Na medida em que os moradores de Genebra adquiriam conhecimento da palavra de Deus e eram por ela transformados, a cidade se se tornava, como John Knox mais tarde descreveu, uma Nova Jerusalém de onde o evangelho se difundiu para o resto da Europa, Inglaterra e o Novo Mundo. Essa mudança de vida pessoal tornou possíveis outras mudanças sociais e estruturais.
O historiador Jacob Marcellus Kik escreveu sobre a milagrosa transformação que ocorreu em Genebra como resultado da suficiência das Escrituras:
Asseio era praticamente desconhecido em cidades de sua geração e epidemias eram comuns e numerosas. Ele acionou o Conselho para fazer regulamentos permanentes para estabelecer condições sanitárias e supervisão dos mercados. Os mendigos foram proibidos nas ruas, mas um hospital e um albergue foram providenciados e bem administrados. Calvino trabalhou zelosamente pela educação de todas as classes e estabeleceu a famosa Academia, cuja influência alcançou todas as partes da Europa e até mesmo as Ilhas Britânicas. Ele apressou o Conselho a introduzir a indústria de tecidos e seda, lançando assim a base para a riqueza temporal de Genebra. Esta indústria… mostrou ser próspera em Genebra especialmente porque Calvino, através do evangelho, criou dentro dos indivíduos o amor pelo trabalho, honestidade, economia e cooperação. Ensinou que o capital não era uma coisa maligna, mas o abençoado resultado de trabalho honesto e que podia ser usado para o bem-estar da humanidade. Os países sob a influência do calvinismo foram invariavelmente conectados com o crescimento industrial e a riqueza… Não é mera coincidência que liberdade religiosa e política surgiram naqueles países onde o calvinismo havia penetrado mais profundamente.
--*--
→ **Questões propostas**:
**A)** Resuma em duas frases o texto sobre Genebra.
**B)** Dê continuidade ao texto sobre Genebra a partir do ponto em que ele termina.
As linhas de dados não são necessárias para esta atividade.
--*--
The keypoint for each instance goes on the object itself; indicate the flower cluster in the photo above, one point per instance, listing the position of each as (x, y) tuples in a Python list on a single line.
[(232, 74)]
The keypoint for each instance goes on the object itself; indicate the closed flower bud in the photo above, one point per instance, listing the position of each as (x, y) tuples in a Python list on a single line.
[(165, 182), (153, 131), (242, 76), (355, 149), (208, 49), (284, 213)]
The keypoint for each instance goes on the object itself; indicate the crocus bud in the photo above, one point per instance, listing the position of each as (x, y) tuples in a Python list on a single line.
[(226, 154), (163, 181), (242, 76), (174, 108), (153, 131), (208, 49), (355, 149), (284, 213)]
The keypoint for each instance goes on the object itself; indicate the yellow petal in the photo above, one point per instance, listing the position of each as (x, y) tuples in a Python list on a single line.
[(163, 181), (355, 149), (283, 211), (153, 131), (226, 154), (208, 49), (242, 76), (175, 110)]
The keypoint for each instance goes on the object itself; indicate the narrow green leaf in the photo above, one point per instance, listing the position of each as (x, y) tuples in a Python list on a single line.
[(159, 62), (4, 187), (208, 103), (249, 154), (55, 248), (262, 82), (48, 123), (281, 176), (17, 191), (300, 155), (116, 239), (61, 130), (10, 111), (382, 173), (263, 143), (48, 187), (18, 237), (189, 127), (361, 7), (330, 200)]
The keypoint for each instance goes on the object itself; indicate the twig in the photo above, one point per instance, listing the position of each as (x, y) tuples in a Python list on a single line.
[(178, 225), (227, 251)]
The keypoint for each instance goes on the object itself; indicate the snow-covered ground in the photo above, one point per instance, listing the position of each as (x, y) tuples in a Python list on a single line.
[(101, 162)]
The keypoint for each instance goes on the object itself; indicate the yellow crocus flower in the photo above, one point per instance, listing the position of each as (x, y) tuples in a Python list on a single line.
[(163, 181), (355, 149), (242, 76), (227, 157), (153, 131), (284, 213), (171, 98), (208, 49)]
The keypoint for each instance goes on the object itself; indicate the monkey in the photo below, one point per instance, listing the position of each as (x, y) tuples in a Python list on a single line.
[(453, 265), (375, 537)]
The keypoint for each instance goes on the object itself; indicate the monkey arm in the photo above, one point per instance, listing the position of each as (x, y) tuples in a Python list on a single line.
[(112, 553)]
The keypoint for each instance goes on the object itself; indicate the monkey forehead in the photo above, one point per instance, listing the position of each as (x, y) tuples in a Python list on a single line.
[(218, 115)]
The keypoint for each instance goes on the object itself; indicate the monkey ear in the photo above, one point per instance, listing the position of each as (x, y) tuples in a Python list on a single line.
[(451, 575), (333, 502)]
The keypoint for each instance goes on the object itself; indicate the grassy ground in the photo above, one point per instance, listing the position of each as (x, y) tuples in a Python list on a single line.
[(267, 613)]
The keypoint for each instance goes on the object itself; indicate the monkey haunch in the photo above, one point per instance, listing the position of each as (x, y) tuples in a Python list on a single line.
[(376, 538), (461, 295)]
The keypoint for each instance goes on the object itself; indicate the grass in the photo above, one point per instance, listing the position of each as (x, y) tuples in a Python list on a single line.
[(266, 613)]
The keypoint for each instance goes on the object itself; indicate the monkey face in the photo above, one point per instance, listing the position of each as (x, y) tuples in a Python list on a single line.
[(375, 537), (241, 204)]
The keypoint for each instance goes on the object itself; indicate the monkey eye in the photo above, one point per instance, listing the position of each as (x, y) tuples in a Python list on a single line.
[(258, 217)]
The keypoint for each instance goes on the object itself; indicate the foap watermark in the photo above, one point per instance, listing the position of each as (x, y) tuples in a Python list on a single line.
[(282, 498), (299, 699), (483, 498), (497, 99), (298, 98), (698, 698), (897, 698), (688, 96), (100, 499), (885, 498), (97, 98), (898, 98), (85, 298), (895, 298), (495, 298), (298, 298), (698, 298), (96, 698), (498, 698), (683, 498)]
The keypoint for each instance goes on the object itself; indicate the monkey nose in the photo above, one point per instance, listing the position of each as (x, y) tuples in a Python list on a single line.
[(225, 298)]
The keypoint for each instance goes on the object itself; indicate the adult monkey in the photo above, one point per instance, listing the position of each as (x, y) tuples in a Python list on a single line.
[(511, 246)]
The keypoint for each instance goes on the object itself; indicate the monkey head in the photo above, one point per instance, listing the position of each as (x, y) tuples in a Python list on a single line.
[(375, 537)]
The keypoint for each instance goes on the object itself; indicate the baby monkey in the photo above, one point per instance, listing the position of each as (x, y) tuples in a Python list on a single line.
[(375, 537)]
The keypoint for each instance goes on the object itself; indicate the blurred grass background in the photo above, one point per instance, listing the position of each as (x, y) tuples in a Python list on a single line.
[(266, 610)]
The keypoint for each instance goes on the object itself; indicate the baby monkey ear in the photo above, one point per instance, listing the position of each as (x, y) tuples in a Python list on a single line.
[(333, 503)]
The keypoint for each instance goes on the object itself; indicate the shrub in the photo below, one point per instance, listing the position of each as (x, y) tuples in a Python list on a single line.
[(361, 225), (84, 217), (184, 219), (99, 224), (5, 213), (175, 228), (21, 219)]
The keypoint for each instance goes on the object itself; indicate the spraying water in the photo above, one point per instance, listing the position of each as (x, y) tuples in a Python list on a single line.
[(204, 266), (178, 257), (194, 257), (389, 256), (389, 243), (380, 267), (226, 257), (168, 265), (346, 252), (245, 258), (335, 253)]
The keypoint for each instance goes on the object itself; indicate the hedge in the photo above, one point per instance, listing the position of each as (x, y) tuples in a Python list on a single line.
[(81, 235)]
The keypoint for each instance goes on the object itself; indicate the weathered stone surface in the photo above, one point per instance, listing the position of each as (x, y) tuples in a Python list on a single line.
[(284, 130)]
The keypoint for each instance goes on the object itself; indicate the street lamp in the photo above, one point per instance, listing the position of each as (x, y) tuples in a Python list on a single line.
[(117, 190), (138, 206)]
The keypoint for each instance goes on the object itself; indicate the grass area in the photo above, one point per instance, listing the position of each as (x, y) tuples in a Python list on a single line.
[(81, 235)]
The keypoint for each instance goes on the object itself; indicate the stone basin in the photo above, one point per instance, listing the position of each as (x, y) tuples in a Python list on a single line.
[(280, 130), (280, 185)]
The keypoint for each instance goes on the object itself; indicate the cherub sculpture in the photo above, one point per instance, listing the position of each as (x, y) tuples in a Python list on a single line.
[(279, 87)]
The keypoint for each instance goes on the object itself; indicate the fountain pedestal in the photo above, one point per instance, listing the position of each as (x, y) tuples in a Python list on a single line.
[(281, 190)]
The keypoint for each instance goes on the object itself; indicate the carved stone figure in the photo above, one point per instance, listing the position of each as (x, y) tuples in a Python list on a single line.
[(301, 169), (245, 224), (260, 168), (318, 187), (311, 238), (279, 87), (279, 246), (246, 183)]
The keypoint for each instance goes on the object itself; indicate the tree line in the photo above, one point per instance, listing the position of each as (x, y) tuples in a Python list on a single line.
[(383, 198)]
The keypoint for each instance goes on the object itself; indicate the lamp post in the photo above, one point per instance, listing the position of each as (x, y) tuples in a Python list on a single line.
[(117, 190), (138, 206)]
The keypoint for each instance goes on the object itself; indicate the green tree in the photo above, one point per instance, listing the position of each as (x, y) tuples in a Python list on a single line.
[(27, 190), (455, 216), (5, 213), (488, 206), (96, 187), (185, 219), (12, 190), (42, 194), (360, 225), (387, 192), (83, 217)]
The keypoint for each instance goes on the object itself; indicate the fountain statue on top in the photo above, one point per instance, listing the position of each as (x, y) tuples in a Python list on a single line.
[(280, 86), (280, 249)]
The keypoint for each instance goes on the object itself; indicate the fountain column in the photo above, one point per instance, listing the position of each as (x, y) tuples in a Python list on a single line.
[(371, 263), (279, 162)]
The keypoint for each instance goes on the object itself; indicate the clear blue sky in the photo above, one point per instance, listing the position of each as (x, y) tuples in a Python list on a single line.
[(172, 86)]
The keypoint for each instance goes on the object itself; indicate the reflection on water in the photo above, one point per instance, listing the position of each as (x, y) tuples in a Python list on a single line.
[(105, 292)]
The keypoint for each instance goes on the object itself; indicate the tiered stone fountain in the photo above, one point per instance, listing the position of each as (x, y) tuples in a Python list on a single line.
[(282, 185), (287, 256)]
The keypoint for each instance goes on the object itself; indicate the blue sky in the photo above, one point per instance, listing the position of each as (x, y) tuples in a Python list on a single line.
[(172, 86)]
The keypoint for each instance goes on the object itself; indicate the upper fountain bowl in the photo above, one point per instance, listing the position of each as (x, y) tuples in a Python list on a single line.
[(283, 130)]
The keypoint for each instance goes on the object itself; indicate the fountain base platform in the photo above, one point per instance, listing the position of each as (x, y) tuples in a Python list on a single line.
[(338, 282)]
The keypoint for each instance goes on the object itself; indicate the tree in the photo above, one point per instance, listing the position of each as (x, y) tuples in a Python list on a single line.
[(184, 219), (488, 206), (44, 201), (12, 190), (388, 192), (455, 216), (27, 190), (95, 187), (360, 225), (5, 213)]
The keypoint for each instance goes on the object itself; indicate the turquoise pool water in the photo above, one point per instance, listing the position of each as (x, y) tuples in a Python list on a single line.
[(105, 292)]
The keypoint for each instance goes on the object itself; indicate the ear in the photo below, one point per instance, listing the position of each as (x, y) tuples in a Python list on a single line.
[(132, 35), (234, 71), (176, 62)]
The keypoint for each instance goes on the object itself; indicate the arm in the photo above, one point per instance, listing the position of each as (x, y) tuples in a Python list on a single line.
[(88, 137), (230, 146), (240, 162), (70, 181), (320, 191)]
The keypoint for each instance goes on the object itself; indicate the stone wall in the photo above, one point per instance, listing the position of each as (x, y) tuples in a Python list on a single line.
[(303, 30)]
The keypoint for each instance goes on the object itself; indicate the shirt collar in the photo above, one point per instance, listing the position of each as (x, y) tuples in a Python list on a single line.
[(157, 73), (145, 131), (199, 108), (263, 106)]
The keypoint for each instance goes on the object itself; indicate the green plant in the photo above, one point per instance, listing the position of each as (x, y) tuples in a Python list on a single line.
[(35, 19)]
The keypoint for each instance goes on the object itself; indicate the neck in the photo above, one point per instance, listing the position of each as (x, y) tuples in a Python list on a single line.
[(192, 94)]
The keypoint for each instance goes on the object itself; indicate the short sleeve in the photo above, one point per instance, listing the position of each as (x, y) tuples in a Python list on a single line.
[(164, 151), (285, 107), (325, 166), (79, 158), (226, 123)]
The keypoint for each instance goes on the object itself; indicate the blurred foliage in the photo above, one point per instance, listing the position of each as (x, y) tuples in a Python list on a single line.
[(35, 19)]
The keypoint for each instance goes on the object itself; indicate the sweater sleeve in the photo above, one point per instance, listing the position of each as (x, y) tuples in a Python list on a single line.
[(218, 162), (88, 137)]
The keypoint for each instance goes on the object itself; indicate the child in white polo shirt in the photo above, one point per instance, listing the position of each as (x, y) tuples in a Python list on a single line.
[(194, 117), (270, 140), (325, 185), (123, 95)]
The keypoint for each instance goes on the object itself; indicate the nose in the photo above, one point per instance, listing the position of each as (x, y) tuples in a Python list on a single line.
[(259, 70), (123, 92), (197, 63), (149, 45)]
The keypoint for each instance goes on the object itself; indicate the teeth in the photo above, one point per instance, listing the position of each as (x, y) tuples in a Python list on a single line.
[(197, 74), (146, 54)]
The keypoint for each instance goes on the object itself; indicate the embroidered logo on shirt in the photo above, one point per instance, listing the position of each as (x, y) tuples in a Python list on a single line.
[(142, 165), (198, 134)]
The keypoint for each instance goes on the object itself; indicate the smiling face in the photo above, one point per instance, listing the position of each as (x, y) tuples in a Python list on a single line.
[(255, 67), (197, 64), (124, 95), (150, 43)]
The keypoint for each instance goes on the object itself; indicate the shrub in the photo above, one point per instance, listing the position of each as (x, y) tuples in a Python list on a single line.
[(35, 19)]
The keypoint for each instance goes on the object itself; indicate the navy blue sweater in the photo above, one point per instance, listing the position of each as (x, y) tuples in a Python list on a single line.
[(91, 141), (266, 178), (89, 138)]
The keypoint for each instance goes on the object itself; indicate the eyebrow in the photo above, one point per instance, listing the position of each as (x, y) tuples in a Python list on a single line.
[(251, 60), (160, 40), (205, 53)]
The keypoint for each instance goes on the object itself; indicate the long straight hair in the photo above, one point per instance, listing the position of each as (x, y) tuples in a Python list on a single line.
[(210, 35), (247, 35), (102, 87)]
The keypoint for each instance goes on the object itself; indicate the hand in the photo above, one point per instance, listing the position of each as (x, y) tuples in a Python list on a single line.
--*--
→ **Respostas das questões**:
**A)** À medida que os moradores de Genebra conheciam a palavra de Deus e eram transformados por ela, a cidade tornou-se, nas palavras de John Knox, uma Nova Jerusalém de onde o evangelho se difundiu, e essa mudança pessoal tornou possíveis mudanças sociais e estruturais. Calvino levou o Conselho a criar regulamentos sanitários e de supervisão dos mercados, trabalhou pela educação de todas as classes com a Academia e estimulou a indústria de tecidos e seda, que prosperou graças ao amor ao trabalho, à honestidade, à economia e à cooperação despertados pelo evangelho.

**B)**
Provavelmente nunca existiu um exemplo mais claro de reforma moral e social extensivas do que a transformação de Genebra sob o ministério de João Calvino, e isso foi realizado quase completamente pelos frutos da pregação da palavra de Deus.
Pense novamente sobre 2Timóteo 3. Paulo encorajou Timóteo a continuar no caminho do ministério no qual ele estava andando porque “desde a infância, sabes as sagradas letras, que podem tornar-te sábio para a salvação pela fé em Cristo Jesus” (v. 15).
Por que a Bíblia é capaz de fazer isso?
É capaz de fazer isso porque é “inspirada por Deus” (v. 16). Isto é, é a própria palavra de Deus e, portanto, carrega em si mesma a autoridade e o próprio poder de Deus. Sim, é útil também. É útil “para o ensino, para a repreensão, para a correção, para a educação na justiça, a fim de que o homem de Deus seja perfeito e perfeitamente habilitado para toda boa obra” (vs. 16-17).
É exatamente isto. É disto que necessitamos, individual e socialmente falando. A Bíblia é suficiente para a evangelização do perdido e o discipulado cristão, ao passo que é igualmente suficiente para a reforma e o progresso social. Somente a Bíblia é suficiente para transformar, verdadeiramente, o indivíduo e, coletivamente, a sociedade.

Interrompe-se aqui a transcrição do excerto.